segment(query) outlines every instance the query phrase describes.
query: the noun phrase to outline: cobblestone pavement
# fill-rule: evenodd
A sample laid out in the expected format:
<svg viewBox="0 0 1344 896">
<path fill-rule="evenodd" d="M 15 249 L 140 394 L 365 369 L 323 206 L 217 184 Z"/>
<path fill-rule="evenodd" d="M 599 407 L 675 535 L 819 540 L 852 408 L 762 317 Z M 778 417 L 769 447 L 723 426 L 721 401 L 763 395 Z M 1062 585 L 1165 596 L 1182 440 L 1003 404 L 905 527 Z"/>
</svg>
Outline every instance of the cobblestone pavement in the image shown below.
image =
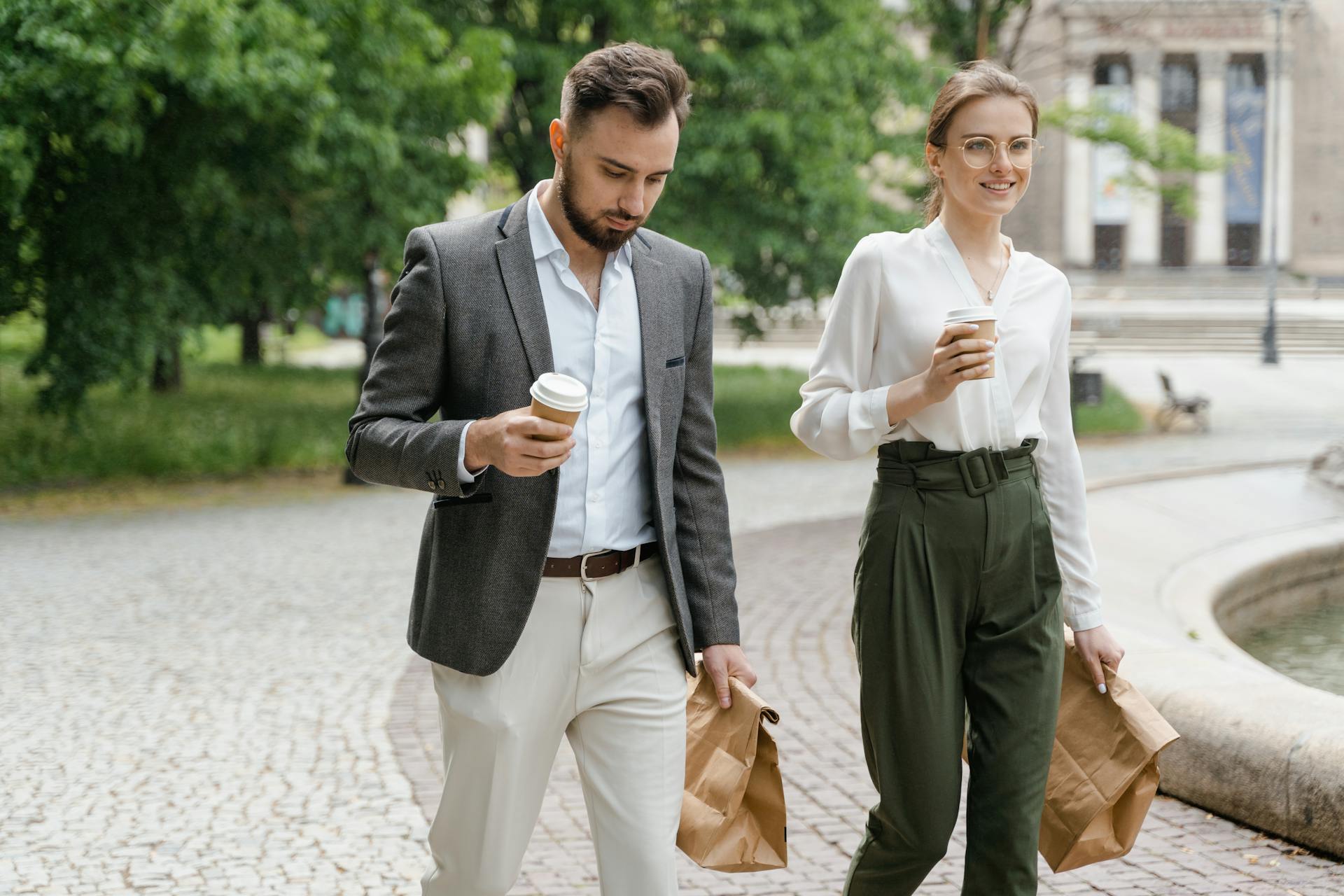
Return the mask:
<svg viewBox="0 0 1344 896">
<path fill-rule="evenodd" d="M 419 893 L 406 497 L 0 525 L 0 893 Z"/>
<path fill-rule="evenodd" d="M 836 893 L 874 799 L 848 643 L 857 524 L 780 524 L 871 470 L 794 469 L 800 500 L 775 512 L 751 506 L 749 466 L 730 465 L 739 596 L 784 716 L 792 866 L 684 864 L 684 892 Z M 429 672 L 405 645 L 425 504 L 375 489 L 0 524 L 0 893 L 418 895 L 438 793 Z M 957 892 L 962 850 L 958 829 L 922 892 Z M 591 865 L 566 747 L 515 892 L 595 893 Z M 1160 798 L 1130 856 L 1047 870 L 1042 892 L 1325 896 L 1344 866 Z"/>
<path fill-rule="evenodd" d="M 720 875 L 683 856 L 685 896 L 840 892 L 866 807 L 876 799 L 863 760 L 849 642 L 856 545 L 857 520 L 794 524 L 735 539 L 745 647 L 761 676 L 758 693 L 781 715 L 774 735 L 789 807 L 789 868 Z M 426 815 L 438 805 L 442 767 L 435 705 L 429 666 L 415 658 L 398 689 L 394 740 Z M 946 858 L 919 892 L 958 893 L 964 854 L 962 817 Z M 512 893 L 597 893 L 593 866 L 578 770 L 562 746 Z M 1129 856 L 1062 875 L 1042 861 L 1040 872 L 1042 893 L 1344 893 L 1344 865 L 1167 797 L 1154 802 Z"/>
</svg>

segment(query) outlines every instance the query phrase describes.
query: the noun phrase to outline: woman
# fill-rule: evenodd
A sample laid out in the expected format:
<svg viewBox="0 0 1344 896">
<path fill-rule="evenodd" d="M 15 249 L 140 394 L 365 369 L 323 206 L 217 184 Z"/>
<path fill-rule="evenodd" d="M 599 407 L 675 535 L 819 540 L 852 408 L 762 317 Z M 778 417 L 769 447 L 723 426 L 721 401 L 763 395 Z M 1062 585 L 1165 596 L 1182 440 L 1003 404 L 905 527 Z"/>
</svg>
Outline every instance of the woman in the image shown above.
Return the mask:
<svg viewBox="0 0 1344 896">
<path fill-rule="evenodd" d="M 993 63 L 948 81 L 925 227 L 859 240 L 790 422 L 836 459 L 878 446 L 852 633 L 880 802 L 848 896 L 914 893 L 946 853 L 968 709 L 961 892 L 1035 893 L 1062 623 L 1102 693 L 1101 664 L 1124 656 L 1102 625 L 1073 435 L 1068 282 L 1000 234 L 1040 152 L 1036 124 L 1032 90 Z M 996 339 L 943 326 L 957 308 L 992 309 Z"/>
</svg>

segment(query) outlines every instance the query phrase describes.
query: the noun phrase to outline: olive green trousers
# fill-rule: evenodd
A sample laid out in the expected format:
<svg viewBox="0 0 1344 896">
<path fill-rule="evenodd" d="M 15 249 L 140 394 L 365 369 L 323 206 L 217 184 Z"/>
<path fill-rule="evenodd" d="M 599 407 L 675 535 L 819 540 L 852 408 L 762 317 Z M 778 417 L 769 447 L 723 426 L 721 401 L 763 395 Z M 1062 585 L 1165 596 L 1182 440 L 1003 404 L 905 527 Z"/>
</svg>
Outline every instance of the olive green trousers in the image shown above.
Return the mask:
<svg viewBox="0 0 1344 896">
<path fill-rule="evenodd" d="M 914 893 L 946 854 L 964 735 L 961 892 L 1036 892 L 1064 645 L 1035 447 L 1027 439 L 961 453 L 902 439 L 878 450 L 852 634 L 863 750 L 880 801 L 845 896 Z"/>
</svg>

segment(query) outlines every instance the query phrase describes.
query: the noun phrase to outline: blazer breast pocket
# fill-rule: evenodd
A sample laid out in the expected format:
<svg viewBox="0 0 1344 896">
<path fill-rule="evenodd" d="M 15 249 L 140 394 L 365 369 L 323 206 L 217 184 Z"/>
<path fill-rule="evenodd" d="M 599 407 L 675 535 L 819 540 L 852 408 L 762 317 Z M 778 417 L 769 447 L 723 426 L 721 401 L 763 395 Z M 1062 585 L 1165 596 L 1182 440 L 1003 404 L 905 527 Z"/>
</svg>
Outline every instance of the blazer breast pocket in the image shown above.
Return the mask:
<svg viewBox="0 0 1344 896">
<path fill-rule="evenodd" d="M 477 492 L 476 494 L 468 496 L 465 498 L 457 498 L 452 494 L 441 494 L 434 498 L 434 509 L 460 506 L 462 504 L 489 504 L 495 500 L 495 494 L 491 492 Z"/>
</svg>

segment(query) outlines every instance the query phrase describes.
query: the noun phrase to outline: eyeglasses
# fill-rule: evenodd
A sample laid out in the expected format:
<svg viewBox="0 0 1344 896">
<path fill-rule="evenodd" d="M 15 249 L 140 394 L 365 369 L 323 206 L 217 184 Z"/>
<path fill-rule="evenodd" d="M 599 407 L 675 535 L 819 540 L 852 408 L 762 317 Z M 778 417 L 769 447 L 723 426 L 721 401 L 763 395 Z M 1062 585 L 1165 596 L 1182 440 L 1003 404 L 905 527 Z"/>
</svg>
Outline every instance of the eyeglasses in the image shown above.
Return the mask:
<svg viewBox="0 0 1344 896">
<path fill-rule="evenodd" d="M 1043 146 L 1035 137 L 1017 137 L 1016 140 L 1000 140 L 995 142 L 988 137 L 969 137 L 961 144 L 961 157 L 972 168 L 988 168 L 995 160 L 999 148 L 1008 146 L 1008 161 L 1013 168 L 1031 168 L 1040 159 Z"/>
</svg>

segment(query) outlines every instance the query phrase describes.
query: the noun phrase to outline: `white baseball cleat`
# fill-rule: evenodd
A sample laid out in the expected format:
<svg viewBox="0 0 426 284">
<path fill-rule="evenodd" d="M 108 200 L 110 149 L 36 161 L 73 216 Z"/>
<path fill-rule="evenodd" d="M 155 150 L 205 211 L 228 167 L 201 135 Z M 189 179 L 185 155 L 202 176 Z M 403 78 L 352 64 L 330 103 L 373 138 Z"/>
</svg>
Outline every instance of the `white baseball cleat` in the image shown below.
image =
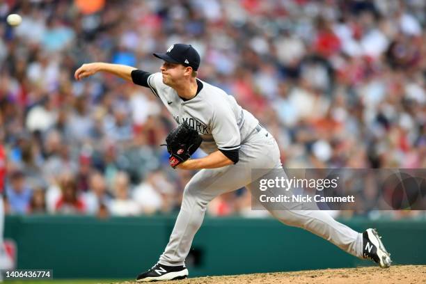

######

» **Task prompt**
Show each line in the rows above that contains the word "shown". Case counts.

» **Worked answer**
Outline every instance of the cobblestone pavement in the image shown below.
Outline every instance of the woman in the image shown above.
Outline every instance of the olive green trousers in the image shown above.
Outline every instance of the blazer breast pocket in the image shown above.
Outline every instance of the eyeglasses in the image shown above.
Outline every instance of the `white baseball cleat` in the image shown below.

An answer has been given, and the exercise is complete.